- [ACTIVITY LIST]
- 1) Do these statements agree with the RNA-seq normalization discussion? (a) The setup includes five samples for comparison. (b) In a well-behaved experiment, the normalization factors will be around 10. (c) The within-sample ratio of gene X to gene Y stays the same after TMM normalization. Answer each with yes or no and quote the deciding words.
- 2) Copy the RNA-seq normalization discussion word for word, from "I have the following" up to and including "possible. Is it?".

=== PASSAGE ===

I have the following RNA-seq set-up:
- 5 samples for comparison
- matrix with TMM-normalized FPKM values
Now, TMM-normalization allows comparison across samples, so I can compare gene X between samples 1-5. Can I also compare gene X with gene Y within, say, sample 2 or does the TMM-normalization make this inappropriate (e. g. using different scaling factors for each gene or anything like that)?
I have tried to read the TMM-normalization paper (cited below) and it seems that when there are more than two samples, it picks a reference sample and calculates a single scaling factor for each pairwise comparison between the reference and each non-reference sample. That would seem to suggest that the within-sample comparison like the one outlined above is possible. Is it?
Robinson, M. and A. Oshlack (2010). "A scaling normalization method for differential expression analysis of RNA-seq data." Genome Biology 11(3): R25.
Would the exact size of the difference be different in percentage as well and can we say anything qualitatively about such difference? Would it be, on average, small, moderate, large, huge?
It'll depend on what you compute the percentage of. The normalized FPKMs will just be scaled by a constant, so the magnitude of the change will depend on what that constant is. How large the constant is will depend on the other samples. If the samples have similar depth and none of them are extreme outliers versus the others then the change will be moderate to small (in a well-behaved experiment, the normalization factors will be ~1).
I was probably a bit unclear: so for a given sample, the relative proportions would still be the same since it is just scaled by a constant? In other words would the within-sample values for the ratio "non-TMM FPKM for gene X" / "non-TMM FPKM for gene Y" be the same as the value for the ratio "TMM-FPKM for gene X" / "TMM-FPKM for gene Y"?
Ah, you meant the ratio rather than some sort of percentage. Yes, the ratio will be the same, since the scaling factors should cancel out.
Thanks! I will mark your answer as accepted.

=== DATA SECTION ===

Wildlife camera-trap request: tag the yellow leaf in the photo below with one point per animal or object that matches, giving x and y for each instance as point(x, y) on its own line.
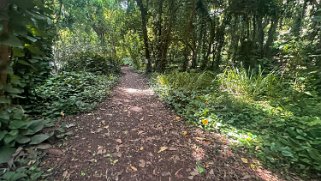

===

- [SOLUTIONS IN ORDER]
- 1)
(a) Yes: "5 samples for comparison"
(b) No: "in a well-behaved experiment, the normalization factors will be ~1"
(c) Yes: "Yes, the ratio will be the same, since the scaling factors should cancel out."

- 2)
I have the following RNA-seq set-up:
- 5 samples for comparison
- matrix with TMM-normalized FPKM values
Now, TMM-normalization allows comparison across samples, so I can compare gene X between samples 1-5. Can I also compare gene X with gene Y within, say, sample 2 or does the TMM-normalization make this inappropriate (e. g. using different scaling factors for each gene or anything like that)?
I have tried to read the TMM-normalization paper (cited below) and it seems that when there are more than two samples, it picks a reference sample and calculates a single scaling factor for each pairwise comparison between the reference and each non-reference sample. That would seem to suggest that the within-sample comparison like the one outlined above is possible. Is it?